▸ **WHAT YOU WILL DO**:
(1) In the passage on the British invasion of Afghanistan, who announced the decision to invade, and in which document?
(2) Repeat the passage on the British invasion of Afghanistan from "The subsequent retreat" up to and including "retreat to Peshawar.".
(3) Carry on with the passage on the British invasion of Afghanistan from its last sentence.

In the spring of 1839, the British Army of the Indus marched from India through the Khyber and Bolan passes of the Hindu Kush mountains and into Afghanistan, to replace the Afghan leader Dost Mohammad Khan with a figure who would benefit the long-term security of Britain’s grasp on India. After replacing Dost Mohammad in the summer of 1839 with Shah Shuja, who had himself been replaced by Khan in 1809, Britain maintained a garrison in Afghanistan until late 1841, when it was forced to leave following the increasing discontentment felt towards the occupation by the native population.
The subsequent retreat from Kabul in December of 1841 and January of 1842 was one of the most shocking failures of modern British military history, with only a small number of the original 16,000 soldiers and camp attendants surviving the retreat to Peshawar.
The decision to invade Afghanistan was announced by the British Governor-General of India, Lord Auckland in the Simla Manifesto of October 1838, and was based upon several reasons. From the early 19th century onwards, Britain and Russia had been embroiled in a diplomatic cold war over the lands of Central Asia, which formed a buffer zone between Tsarist Russia and the ‘jewel in the crown’ of the British Empire, India. ‘The Great Game’ as it has come to be known, involved the territories of modern-day Iran, Afghanistan, Uzbekistan and Tajikistan, which were all witness to spying and scheming from both Britain and Russia.
Following the joint Russo-Persian siege of Herat in western Afghanistan in 1837-1838, the British high command in India believed it to be of the utmost importance to have an Afghan regime that would protect British India – Dost Mohammad was considered to have been in league with Russia throughout the 1830’s. Alongside the Russian threat, Britain valued the importance of its allyship with the Punjabi Kingdom of Ranjit Singh, who also preferred Shuja to Khan as ruler of Afghanistan – as evidenced by the Tripartite Treaty between Britain, Shuja and Singh in 1838. Afghanistan and Singh’s Kingdom had skirmished intermittently throughout the 20 years that preceded the war, and so the British decision to enter Afghanistan was founded upon both its desire to protect India from a potential Russian invasion, and to placate the Sikh Kingdom which bordered British India.

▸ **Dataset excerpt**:
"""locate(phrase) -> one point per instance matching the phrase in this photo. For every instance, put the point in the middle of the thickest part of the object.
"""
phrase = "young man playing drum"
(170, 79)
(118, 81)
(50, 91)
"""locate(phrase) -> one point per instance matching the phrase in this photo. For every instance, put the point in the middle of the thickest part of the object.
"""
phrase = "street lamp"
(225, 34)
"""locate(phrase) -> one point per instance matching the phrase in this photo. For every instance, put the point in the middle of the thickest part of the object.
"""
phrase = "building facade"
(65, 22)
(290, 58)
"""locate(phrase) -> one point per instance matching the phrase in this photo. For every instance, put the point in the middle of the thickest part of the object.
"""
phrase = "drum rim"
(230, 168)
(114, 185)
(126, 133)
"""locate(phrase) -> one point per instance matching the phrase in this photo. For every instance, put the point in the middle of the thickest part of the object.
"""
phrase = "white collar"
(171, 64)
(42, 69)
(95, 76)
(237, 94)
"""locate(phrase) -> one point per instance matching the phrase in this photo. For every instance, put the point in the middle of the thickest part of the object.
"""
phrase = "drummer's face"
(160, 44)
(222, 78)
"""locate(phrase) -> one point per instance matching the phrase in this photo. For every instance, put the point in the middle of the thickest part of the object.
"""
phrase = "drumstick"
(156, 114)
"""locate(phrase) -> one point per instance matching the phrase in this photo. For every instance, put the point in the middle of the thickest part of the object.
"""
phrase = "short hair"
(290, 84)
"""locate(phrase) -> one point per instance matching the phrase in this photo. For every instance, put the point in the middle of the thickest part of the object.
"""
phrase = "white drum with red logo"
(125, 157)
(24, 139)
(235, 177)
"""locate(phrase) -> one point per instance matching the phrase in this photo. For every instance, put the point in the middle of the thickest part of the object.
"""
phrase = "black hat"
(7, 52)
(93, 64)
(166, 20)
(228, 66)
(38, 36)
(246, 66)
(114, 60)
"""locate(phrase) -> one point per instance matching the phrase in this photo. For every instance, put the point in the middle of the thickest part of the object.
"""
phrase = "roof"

▸ **ANSWERS TO THE PROBLEMS**:
(1) Lord Auckland, the British Governor-General of India, announced it in the Simla Manifesto of October 1838.

(2)
The subsequent retreat from Kabul in December of 1841 and January of 1842 was one of the most shocking failures of modern British military history, with only a small number of the original 16,000 soldiers and camp attendants surviving the retreat to Peshawar.

(3)
The British expedition entered Afghanistan in the spring of 1839, and after a series of short, successful conflicts, such as the Battle for Ghazni, Dost Mohammad was forced to flee the capital of Kabul in the summer of 1839, whereupon Shuja promptly took up his position as de facto leader of Afghanistan. Khan fled but reconvened with a number of loyal troops in late 1840 to face the British forces once again. Despite defeating British cavalry at Parwan Darra, Dost Mohammad Khan surrendered on 2nd November 1840, where he was taken into captivity in India until 1842.
However, although the British had ostensibly overseen Afghanistan through the puppet leader Shuja since the summer of 1839, their hold on power was exceedingly precarious. Discontentment grew throughout 1840 and 1841 with both Shuja’s reign and the British occupation. Rising taxes were needed to fund the Shah’s opulent lifestyle and inflation arose due to the increased demand for foodstuffs which was derived directly from the need to feed the occupying soldiers, and so the British soon became unpopular with the local population. The drinking and licentiousness of the occupying forces further inflamed the Islamic population, the political agent Alexander Burnes being an infamous offender in this regard. Local clerics began to call for holy war (jihad) to dispel the occupying force.
Opposition to British rule was successfully fomented by Akhbar Khan, the son of Dost Mohammad, following his father’s capture and on 2nd November 1841, an insurrection broke out in Kabul against the British occupation. This resulted in the death of Burnes, and so William Hay Macnaghten, another British political agent, was forced to negotiate the British withdrawal from Afghanistan in December.
However, as the troops, families and camp followers made their war to Jalalabad, Afghan tribesmen attacked and harried the force to the point of extinction; out of the 16,000 that left Kabul, a small number were taken hostage, and fewer still were able to make it alive to Jalalabad. The existence of British prisoners in Afghan hands justified a bloody-thirsty Army of Retribution that re-entered Afghanistan in the spring of 1842, to both retrieve the hostages and raze the Kabul bazaar, superficially allowing the British to claim the last word in an otherwise disastrous campaign. Shuja was later killed in Kabul and Khan returned to the throne, rendering the British efforts of the previous 4 years worthless.
Following the failures of 1839-1842, Britain chose not to enter into direct conflict with Afghanistan for the best part of 40 years, until the Second Anglo-Afghan War of 1878-1880, with the inaugural colonial failure perennially haunting successive British, Soviet and American invasions.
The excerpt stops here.